We used an environment variable to configure the application. Environment variables are passed into the container and can be used by the application to change its behaviour. In this case we are using the TRUST_PROXY environment variable from the container documentation. This will cause etherpad to trust Google when it says that the application is being hosted over HTTPS.

Create a database instance

Although your etherpad image has been deployed, it is not yet fully functional. The default pad text suggests this:

Warning: DirtyDB is used. This is fine for testing but not recommended for production. -- To suppress these warning messages change suppressErrorsInPadText to true in your settings.json

DirtyDB is a simple filesystem-based database. What is going on behind the scenes is that when the first request for your application comes in, Cloud Run finds a machine to run it on, deploys the container and starts directing traffic to the container. If traffic increases, more containers are deployed and if traffic decreases, fewer containers are deployed. If there is no traffic, Cloud Run will remove all the containers.

The etherpad container writes state to the local filesystem. This is a problem when Cloud Run adds more containers: each container will have a different database. It is even more of a problem when Cloud Run scales back to zero containers. Then the entire database will be deleted(!)

Containers should be stateless. That is to say that they shouldn't rely on storing state in memory on on disk which may be needed from one request to another.

• • • • •

## REQUIRED WORK
a) In the etherpad deployment text, what happens to the database when Cloud Run scales back to zero containers?
b) Please pick up the etherpad deployment text after its final sentence and keep writing it.
The items below are not needed for anything here.

## DATA EXTRACT
• • • • •

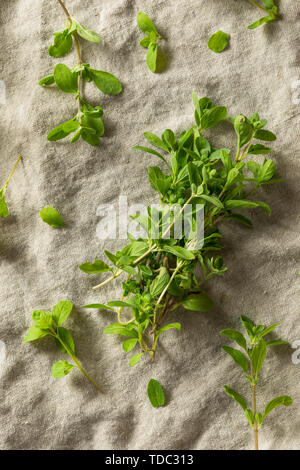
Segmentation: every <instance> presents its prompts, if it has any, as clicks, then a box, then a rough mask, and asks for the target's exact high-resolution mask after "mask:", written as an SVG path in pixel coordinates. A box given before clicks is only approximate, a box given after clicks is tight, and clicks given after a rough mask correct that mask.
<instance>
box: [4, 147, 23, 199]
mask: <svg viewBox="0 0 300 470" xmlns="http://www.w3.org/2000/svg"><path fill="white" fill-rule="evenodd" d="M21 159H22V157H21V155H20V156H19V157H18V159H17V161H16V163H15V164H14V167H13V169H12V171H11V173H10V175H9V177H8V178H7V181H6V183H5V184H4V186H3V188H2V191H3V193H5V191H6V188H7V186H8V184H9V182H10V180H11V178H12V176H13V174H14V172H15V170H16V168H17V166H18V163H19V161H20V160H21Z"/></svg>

• • • • •

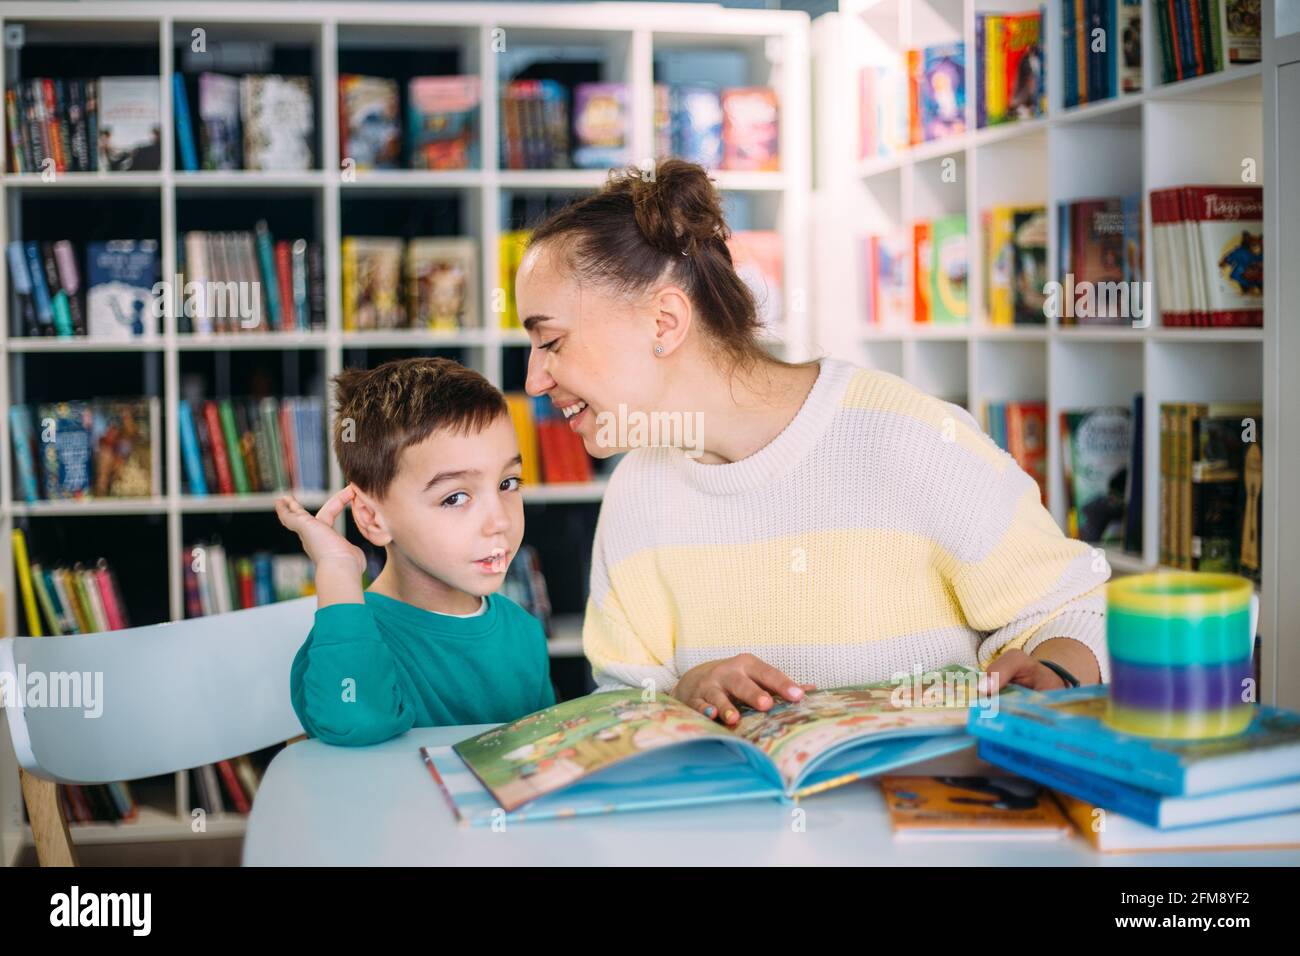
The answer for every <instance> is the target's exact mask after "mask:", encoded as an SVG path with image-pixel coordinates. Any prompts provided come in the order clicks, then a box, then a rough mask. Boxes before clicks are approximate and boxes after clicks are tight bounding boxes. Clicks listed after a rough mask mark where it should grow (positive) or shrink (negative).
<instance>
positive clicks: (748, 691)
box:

• • • • •

## ANSWERS
a) The entire database is deleted.

b)
We're going to add a small PostgreSQL database instance to your project which will be used to store state. This is provided by a product called Cloud SQL.

Go to the Cloud SQL console and click Create instance and then click Choose PostgreSQL. Wait a a few moments for cloud resources to be created behind the scenes and then provide the following values:

  • For Instance ID use "sql-xxxxxx". In this example we use a random id since it can be up to a week before an instance id can be re-used in the same project.
  • For Default user password click Generate.
  • For Region choose europe-west2 (London) and keep Zone to Any.
  • It is OK to leave Database version at the default value.
  • Click Show configuration options and then Machine type and storage.
  • Drag the Cores slider to the left to select 1 shared vCPU.
  • Scroll to the bottom of the page and click Create.

Google will start to provision your database. After a while the provisioning should be complete and you should be looking at the instance's dashboard:

Cloud SQL dashboard

Click the icon at the right of the Connection name box. This will copy a bit of text to your clipboard. Paste it somewhere safe because we're going to use it later.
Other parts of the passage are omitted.